- [Your instructions]: Find every line below where the string "instance" shows up, and copy those lines.

(Collected data)
****************

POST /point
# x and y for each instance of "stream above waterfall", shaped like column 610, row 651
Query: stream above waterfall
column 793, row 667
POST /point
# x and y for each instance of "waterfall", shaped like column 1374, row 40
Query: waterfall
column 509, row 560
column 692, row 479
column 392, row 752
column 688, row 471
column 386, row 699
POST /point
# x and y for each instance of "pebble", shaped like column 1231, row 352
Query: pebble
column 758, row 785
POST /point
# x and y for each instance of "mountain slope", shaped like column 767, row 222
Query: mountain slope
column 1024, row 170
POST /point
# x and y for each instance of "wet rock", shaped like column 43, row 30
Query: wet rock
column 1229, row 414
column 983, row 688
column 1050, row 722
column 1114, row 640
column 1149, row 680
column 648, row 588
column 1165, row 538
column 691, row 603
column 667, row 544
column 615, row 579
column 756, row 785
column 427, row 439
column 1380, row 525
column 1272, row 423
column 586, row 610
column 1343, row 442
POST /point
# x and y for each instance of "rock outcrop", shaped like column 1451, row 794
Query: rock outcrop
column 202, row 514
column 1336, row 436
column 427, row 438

****************

- [The completed task]:
# x and y for each instance of "stream above waterfall", shaped like column 610, row 651
# x and y for each instance of "waterfall", shaped like column 1374, row 40
# x and y for each instance of "pebble", shaped like column 1231, row 352
# x and y for each instance of "mountain slope", shaped like column 767, row 222
# x and y for each instance of "wet rock", shaped like column 43, row 30
# x and y for each instance of "rock outcrop", shaped like column 1451, row 794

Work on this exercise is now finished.